* [Prompt]: Rewrite each of the following records, changing "outline" to "trace" and keeping everything else the same.

* [Entries]:
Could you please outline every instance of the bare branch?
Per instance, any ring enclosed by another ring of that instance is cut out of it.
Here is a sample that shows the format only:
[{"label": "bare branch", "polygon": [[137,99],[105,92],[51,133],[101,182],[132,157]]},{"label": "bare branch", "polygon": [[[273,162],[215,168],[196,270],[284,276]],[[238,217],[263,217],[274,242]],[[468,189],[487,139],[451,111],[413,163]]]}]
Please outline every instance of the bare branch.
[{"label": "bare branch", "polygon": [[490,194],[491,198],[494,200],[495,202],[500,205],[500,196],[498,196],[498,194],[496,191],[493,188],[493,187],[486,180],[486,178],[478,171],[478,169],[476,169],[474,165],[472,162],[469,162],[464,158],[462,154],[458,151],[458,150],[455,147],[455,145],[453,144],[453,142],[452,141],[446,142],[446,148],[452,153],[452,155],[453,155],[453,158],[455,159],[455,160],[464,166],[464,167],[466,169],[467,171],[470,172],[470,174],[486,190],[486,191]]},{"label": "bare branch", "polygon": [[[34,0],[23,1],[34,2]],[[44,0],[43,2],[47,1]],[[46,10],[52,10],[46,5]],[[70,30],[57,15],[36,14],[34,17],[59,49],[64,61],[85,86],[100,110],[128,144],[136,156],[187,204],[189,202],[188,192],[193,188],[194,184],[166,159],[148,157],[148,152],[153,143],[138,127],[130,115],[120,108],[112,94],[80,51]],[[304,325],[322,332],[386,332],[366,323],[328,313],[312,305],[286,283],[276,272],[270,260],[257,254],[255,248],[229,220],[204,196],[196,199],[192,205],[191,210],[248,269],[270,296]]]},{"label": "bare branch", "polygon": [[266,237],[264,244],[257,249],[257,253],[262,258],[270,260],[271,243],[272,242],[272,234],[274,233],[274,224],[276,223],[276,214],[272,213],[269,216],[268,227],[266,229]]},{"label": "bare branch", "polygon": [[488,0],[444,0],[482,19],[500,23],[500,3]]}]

* [Exercise solution]:
Could you please trace every instance of the bare branch?
Per instance, any ring enclosed by another ring of that instance is cut out of it.
Here is a sample that shows the format only:
[{"label": "bare branch", "polygon": [[137,99],[105,92],[51,133],[101,182],[132,157]]},{"label": "bare branch", "polygon": [[[273,162],[215,168],[196,270],[284,276]],[[238,217],[263,217],[274,242]],[[468,189],[487,139],[451,111],[413,163]]]}]
Please trace every instance of the bare branch.
[{"label": "bare branch", "polygon": [[490,194],[491,198],[494,200],[495,202],[500,205],[500,196],[498,196],[498,194],[496,191],[493,188],[493,187],[486,180],[486,178],[478,171],[478,169],[476,169],[474,165],[472,162],[469,162],[464,158],[462,154],[458,151],[458,150],[455,147],[455,145],[453,144],[453,142],[452,141],[446,142],[446,148],[452,153],[452,155],[453,155],[453,158],[455,159],[455,160],[464,166],[464,167],[466,169],[467,171],[470,172],[470,174],[486,190],[486,191]]},{"label": "bare branch", "polygon": [[[34,0],[23,1],[34,2]],[[44,0],[43,2],[47,1]],[[46,10],[52,10],[46,5]],[[70,30],[57,15],[36,14],[34,17],[59,49],[64,61],[85,86],[100,110],[128,144],[136,156],[187,204],[189,202],[188,192],[193,188],[194,184],[166,159],[148,157],[148,152],[153,143],[138,127],[130,115],[120,108],[112,94],[80,51]],[[304,325],[322,332],[386,332],[366,323],[328,313],[312,305],[286,283],[276,272],[270,260],[257,254],[255,248],[229,220],[204,196],[196,199],[192,205],[191,210],[248,269],[270,296]]]},{"label": "bare branch", "polygon": [[266,237],[264,244],[257,249],[257,253],[262,258],[270,260],[271,243],[272,242],[272,234],[274,233],[274,224],[276,223],[276,214],[272,213],[269,216],[268,227],[266,229]]},{"label": "bare branch", "polygon": [[488,0],[444,0],[482,19],[500,23],[500,3]]}]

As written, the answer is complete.